La conférence internationale d’Accra (Ghana) sur le changement climatique s’est achevée le 27 août dernier. Le constat, à l’heure de sa clôture, était le même que pour les rencontres précédentes : quelques avancées timides, mais aucun accord global de réduction des gaz à effet de serre en vue. Et malheureusement, cette conclusion pourra sans doute resservir pour la prochaine rencontre, qui se déroulera à Poznan (Pologne) du 1er au 12 décembre. Car, face à cette menace écologique gravissime, la communauté internationale est littéralement prise au piège des choix politiques qu’elle effectue depuis près de trente ans.

L’histoire de la prétendue lutte contre le changement climatique est en fait l’histoire d’un hold-up...

Dans les années 90, l’opinion publique découvre ce phénomène et, si l’on se réfère au constat des spécialistes, ses origines humaines : la production, les déplacements, les consommations d’énergie rejettent des gaz à effet de serre qui perturberaient le climat.

━━━━━━━━━━

**SÉRIE DE CONSIGNES:**
• A. Recopiez fidèlement, dans l'extrait sur le changement climatique, tout ce qui va de « Dans les années » jusqu'à « perturberaient le climat. ».
• B. Écrivez la suite de l'extrait sur le changement climatique, à partir de sa dernière phrase.

━━━━━━━━━━

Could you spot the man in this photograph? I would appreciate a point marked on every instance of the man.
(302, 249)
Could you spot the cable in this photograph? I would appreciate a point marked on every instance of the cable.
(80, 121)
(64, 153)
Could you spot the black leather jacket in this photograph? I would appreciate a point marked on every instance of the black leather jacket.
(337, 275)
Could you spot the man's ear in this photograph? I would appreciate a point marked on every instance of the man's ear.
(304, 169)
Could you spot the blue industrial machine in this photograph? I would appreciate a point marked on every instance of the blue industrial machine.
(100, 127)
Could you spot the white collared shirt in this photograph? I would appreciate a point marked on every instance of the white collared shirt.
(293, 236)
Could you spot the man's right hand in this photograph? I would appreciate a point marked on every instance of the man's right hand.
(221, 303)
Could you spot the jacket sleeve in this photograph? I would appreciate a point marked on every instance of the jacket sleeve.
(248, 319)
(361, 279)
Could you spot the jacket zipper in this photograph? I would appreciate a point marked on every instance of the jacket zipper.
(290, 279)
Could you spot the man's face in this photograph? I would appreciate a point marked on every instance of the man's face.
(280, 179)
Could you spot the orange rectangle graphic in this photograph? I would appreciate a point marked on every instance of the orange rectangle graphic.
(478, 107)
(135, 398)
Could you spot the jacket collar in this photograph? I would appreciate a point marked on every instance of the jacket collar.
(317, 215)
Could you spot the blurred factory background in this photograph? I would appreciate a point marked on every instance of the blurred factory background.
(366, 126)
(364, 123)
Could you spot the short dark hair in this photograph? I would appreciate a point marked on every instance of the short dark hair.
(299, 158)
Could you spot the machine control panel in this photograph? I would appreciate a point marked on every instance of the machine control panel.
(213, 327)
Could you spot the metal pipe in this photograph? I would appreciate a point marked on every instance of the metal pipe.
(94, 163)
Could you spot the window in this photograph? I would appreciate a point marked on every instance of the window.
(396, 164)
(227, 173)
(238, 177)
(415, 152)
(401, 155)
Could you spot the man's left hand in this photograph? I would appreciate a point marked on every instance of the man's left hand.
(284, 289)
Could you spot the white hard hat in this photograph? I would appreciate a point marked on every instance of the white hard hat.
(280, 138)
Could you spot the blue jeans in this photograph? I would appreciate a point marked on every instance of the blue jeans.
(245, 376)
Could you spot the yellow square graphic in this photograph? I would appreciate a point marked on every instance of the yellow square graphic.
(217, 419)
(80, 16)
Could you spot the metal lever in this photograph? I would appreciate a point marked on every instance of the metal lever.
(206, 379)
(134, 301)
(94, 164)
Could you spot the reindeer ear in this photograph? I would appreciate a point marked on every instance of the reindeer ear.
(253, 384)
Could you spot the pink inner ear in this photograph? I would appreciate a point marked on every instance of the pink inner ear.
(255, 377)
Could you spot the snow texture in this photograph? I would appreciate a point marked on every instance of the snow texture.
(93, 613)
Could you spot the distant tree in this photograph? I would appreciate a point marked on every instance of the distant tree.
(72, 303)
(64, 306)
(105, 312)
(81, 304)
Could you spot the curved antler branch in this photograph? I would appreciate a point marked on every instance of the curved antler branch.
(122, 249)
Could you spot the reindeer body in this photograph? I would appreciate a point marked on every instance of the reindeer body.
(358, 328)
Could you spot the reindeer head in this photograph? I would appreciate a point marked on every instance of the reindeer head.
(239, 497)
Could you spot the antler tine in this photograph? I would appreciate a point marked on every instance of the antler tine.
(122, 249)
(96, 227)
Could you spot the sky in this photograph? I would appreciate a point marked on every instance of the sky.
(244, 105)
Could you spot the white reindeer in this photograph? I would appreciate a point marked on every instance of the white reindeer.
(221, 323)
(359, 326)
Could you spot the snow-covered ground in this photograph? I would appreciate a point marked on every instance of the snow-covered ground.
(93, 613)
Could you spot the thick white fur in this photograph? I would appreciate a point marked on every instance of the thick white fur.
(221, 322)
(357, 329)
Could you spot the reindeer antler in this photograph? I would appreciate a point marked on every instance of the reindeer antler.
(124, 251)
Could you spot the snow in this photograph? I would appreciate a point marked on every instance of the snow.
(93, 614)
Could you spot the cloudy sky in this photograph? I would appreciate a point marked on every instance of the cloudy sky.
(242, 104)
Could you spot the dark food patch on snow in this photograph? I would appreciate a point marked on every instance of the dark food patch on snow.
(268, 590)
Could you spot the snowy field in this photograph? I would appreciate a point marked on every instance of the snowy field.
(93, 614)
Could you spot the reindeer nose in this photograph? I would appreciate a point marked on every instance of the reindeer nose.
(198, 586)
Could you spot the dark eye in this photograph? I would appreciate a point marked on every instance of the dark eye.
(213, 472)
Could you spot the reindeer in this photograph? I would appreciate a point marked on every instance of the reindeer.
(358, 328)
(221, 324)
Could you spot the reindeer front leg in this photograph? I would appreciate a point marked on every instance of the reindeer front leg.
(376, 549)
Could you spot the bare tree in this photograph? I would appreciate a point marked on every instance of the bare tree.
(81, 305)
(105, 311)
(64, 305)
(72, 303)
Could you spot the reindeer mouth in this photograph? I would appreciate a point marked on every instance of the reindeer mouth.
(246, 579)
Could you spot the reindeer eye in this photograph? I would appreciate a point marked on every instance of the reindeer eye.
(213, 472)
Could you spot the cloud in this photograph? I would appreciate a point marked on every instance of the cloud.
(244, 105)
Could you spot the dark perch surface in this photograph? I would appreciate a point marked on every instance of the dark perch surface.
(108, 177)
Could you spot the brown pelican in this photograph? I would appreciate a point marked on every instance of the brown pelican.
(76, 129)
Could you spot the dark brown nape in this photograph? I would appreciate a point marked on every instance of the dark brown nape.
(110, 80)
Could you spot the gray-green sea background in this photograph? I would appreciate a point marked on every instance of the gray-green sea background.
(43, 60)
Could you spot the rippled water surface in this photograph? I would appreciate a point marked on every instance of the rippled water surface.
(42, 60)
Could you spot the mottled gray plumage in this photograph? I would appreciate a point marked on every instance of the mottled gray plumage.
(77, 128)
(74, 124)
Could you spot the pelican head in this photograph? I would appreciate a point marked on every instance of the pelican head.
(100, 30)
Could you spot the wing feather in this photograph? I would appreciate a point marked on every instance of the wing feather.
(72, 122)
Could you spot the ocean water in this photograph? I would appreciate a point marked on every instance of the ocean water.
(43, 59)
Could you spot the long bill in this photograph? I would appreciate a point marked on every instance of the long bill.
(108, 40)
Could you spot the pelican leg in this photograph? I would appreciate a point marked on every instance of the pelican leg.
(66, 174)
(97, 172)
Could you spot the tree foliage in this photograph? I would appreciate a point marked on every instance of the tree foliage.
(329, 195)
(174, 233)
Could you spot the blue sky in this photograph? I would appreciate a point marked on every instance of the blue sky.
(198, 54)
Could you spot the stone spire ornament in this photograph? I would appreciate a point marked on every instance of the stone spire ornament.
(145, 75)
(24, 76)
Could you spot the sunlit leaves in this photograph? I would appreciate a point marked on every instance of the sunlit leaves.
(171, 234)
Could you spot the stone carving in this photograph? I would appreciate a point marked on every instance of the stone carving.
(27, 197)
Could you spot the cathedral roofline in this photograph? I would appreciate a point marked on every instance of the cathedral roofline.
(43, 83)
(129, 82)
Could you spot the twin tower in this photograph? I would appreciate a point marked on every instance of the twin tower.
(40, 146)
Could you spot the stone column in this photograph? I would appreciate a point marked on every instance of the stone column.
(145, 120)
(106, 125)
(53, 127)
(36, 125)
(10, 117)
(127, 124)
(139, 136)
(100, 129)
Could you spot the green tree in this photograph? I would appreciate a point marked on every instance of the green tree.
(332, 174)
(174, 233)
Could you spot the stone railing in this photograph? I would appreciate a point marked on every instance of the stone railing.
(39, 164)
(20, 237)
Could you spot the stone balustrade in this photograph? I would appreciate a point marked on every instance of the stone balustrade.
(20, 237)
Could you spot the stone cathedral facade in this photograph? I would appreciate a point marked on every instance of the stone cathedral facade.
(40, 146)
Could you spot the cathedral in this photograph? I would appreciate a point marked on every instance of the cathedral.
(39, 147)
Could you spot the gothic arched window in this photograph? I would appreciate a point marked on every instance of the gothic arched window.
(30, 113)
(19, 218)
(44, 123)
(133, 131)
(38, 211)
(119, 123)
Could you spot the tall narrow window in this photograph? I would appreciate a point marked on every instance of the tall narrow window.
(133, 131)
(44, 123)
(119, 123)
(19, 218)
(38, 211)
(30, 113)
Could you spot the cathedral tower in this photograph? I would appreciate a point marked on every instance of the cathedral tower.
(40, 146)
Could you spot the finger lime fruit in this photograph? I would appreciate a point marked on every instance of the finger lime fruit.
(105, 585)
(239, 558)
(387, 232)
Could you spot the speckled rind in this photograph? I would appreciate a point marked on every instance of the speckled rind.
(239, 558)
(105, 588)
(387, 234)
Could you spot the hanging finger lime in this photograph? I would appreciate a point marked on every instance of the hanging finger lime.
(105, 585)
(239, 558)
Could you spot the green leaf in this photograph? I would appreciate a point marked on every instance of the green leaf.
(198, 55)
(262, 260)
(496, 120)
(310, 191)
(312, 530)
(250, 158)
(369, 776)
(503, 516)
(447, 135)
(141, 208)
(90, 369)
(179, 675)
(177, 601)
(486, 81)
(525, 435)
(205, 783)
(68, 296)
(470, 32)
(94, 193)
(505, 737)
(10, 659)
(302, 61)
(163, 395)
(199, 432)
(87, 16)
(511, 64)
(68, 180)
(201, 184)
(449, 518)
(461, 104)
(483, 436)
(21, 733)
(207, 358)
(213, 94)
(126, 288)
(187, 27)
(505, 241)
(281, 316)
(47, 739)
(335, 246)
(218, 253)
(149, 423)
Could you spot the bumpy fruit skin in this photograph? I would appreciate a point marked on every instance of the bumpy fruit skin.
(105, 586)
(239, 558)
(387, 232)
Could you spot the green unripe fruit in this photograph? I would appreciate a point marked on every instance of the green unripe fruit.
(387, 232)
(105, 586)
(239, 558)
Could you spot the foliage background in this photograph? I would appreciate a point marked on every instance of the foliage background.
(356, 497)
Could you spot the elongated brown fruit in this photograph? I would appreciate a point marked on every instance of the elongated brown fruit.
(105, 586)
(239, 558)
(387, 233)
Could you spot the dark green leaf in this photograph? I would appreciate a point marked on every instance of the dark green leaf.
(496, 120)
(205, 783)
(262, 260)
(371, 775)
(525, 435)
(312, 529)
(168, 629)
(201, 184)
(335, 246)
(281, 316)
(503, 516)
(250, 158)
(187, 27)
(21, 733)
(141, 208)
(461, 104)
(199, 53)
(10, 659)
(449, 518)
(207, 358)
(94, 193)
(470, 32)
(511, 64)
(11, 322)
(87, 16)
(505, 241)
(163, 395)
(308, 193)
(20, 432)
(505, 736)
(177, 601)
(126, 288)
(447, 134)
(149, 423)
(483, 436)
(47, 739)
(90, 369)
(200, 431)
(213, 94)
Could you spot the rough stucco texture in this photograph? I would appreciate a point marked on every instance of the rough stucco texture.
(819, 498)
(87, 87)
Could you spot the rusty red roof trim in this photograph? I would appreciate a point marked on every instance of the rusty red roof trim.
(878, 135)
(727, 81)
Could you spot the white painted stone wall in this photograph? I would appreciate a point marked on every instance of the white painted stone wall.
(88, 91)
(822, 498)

━━━━━━━━━━

**RÉPONSES DANS L'ORDRE:**
• A.
Dans les années 90, l’opinion publique découvre ce phénomène et, si l’on se réfère au constat des spécialistes, ses origines humaines : la production, les déplacements, les consommations d’énergie rejettent des gaz à effet de serre qui perturberaient le climat.

• B.
Il faut donc agir pour réduire ces émissions. Mais sans réglementer, bien-sûr, puisque l’on vit une époque libérale où la réglementation, la contrainte, l’action politique même, sont des reliques des temps anciens...

Alors, de géniaux économistes préconisent un solution « optimale », avec le marché des droits à polluer. Il faut donner des droits à émettre des polluants (en l’occurrence, le dioxyde de carbone, principal gaz à effet de serre émis par l’homme), établir des titres de propriété, et permettre aux acteurs de vendre et d’acheter ces titres sur un marché. Dès lors, on donne un « prix » à la pollution, prix qui sera le fruit de l’équilibre entre l’offre et la demande.

Les décideurs, largement acquis aux intérêts des multinationales, retiendront cet outil lors des négociations du protocole de Kyoto. Les grandes entreprises pousseront un « ouf » de soulagement. Pas de normes, quasiment pas d’obligation contraignante, rien de brutal... Rien qui n’entrave la concurrence économique acharnée, fort heureusement.

Mais, avec la Bourse du carbone, se met en place ce qui est le corollaire de tout marché prometteur, « libre » et dérégulé : la spéculation. Certains achètent la tonne de carbone le moins cher possible et la vendent au meilleur prix, réalisant des bénéfices juteux, à l’image du géant de la chimie Rhodia. Juteux, mais « verts », ce qui est semble-t-il l’essentiel...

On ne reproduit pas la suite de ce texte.